作業 A: データの行のうち、冒頭から「(1141, 412)」を含む行まで（両端を含む）を、1行につき1つの文字列とするJSONリストとしてまとめてもらえますか？空行は省き、画像は答えに含めないでください。

抜粋本文:
::::::::::
… … …(記事全文3,132文字)「遺言 絶望の日本を生き抜くために 後編」(森永卓郎・岸博幸著・1540円・宝島社)
岸さんは、報道からバラエティまで、なんにでも登場する幅の広さが持ち味で、飄々としたスタイルは普段着の評論家ぽくていいと思います。
小泉政権下で経済財政政策担当・郵政民営化担当大臣をしてた竹中平蔵さん。彼の政務秘書官=就任時の肩書は補佐官をされていました。
「組織を離れてフリーになるとマーケットの荒波に飲み込まれます。いい時はいいけど、いざ、仕事がなくなると大変」と2人とも納得。
宮仕えの辛さもあるでしょうけど、親方日の丸。親方大企業。寄らば大樹の陰、とはよく言ったもので、不況になればなるほど「喰いっばぐれ」のない仕事ほどありがたく思えるものはありません。
::::::::::
演習データ:
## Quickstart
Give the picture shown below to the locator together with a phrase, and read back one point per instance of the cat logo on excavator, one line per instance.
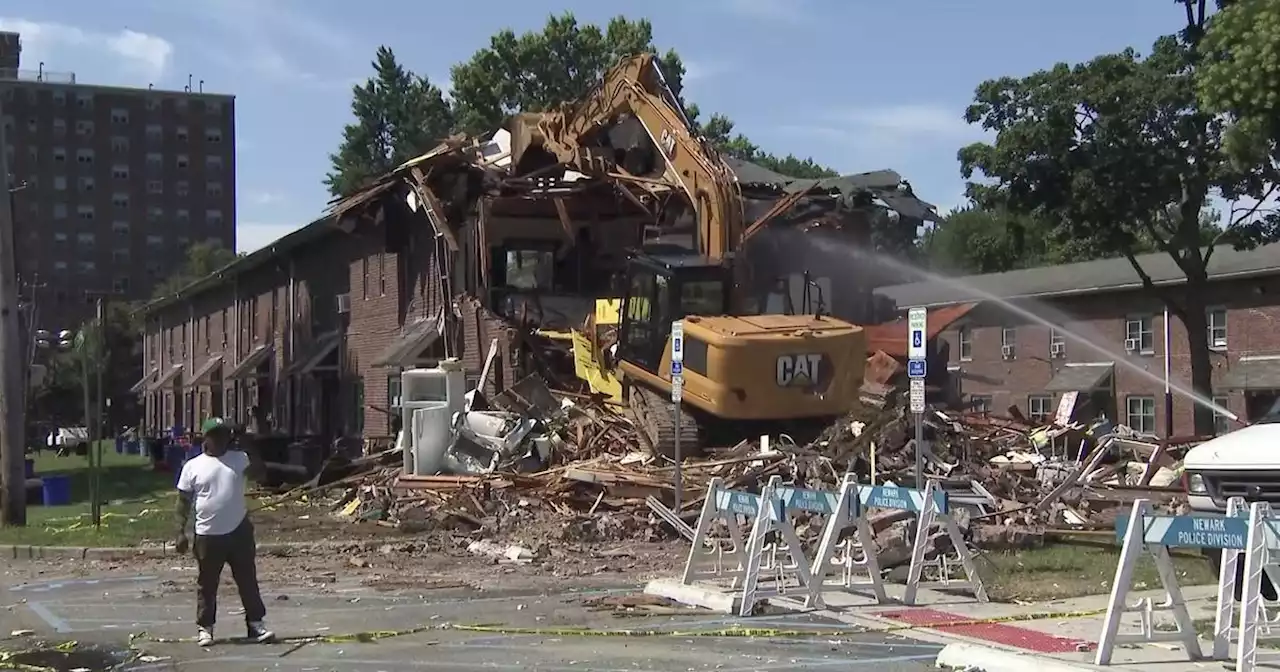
(799, 370)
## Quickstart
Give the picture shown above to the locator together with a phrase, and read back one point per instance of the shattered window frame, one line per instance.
(1040, 408)
(1141, 412)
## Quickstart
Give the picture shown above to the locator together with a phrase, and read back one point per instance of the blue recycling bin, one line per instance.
(58, 490)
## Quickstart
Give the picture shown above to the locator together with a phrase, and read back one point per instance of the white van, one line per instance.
(1239, 464)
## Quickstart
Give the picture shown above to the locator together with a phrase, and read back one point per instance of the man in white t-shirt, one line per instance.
(213, 485)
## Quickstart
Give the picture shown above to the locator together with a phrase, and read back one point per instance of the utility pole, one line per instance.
(13, 446)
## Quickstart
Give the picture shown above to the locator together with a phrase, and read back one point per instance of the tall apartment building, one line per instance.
(112, 183)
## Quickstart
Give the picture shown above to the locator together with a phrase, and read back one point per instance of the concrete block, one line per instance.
(695, 595)
(978, 658)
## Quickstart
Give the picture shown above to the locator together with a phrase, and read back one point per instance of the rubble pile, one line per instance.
(570, 469)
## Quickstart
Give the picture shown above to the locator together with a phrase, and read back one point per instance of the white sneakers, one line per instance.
(257, 632)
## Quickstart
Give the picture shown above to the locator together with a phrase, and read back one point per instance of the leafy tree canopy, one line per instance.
(202, 259)
(1116, 151)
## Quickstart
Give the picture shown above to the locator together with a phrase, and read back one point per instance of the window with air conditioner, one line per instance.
(1216, 319)
(1139, 336)
(1009, 342)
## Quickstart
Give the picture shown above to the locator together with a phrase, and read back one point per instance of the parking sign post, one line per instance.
(917, 366)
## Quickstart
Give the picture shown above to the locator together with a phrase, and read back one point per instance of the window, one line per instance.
(1040, 408)
(1139, 336)
(1216, 319)
(1009, 341)
(1221, 424)
(1141, 414)
(393, 400)
(530, 269)
(1056, 343)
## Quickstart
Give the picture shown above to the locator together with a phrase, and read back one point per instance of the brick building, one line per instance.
(999, 357)
(114, 183)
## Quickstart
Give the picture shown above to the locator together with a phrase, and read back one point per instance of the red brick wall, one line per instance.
(1253, 328)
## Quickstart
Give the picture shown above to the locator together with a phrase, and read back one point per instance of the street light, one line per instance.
(69, 341)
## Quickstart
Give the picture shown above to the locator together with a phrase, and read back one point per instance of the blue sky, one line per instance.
(856, 85)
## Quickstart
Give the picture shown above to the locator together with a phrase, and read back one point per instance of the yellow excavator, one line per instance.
(739, 369)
::::::::::
作業 B: 『遺言』の書籍紹介を、最後の文の続きから書き継いでもらえますか？

解答 A:
[
  "## Quickstart",
  "Give the picture shown below to the locator together with a phrase, and read back one point per instance of the cat logo on excavator, one line per instance.",
  "(799, 370)",
  "## Quickstart",
  "Give the picture shown above to the locator together with a phrase, and read back one point per instance of the shattered window frame, one line per instance.",
  "(1040, 408)",
  "(1141, 412)"
]

解答 B:
私のように、ランチを選ぶより気軽に転職・独立するバカもいるにはいるでしょうが、少ないでしょうね。
こんな乱暴なことができたのもひとえに家族が健康だったからこそだと思います。病気とかなんだとか大変なことを抱えていれば転職に二の足を縫むでしょうし、まして独立なんて無理でしょうね。
この2人、一人は大学に職を得た岸さん。もう一人は森永さんですが、なんと出向先であまりの薄給で食べていけない。奥さんに助けてもらったとか。子供も生まれて、上司に相談して食べていける転職先を紹介してもらったとか。
それでも、厄介な病気にはならないでいたからこそできたことですよ。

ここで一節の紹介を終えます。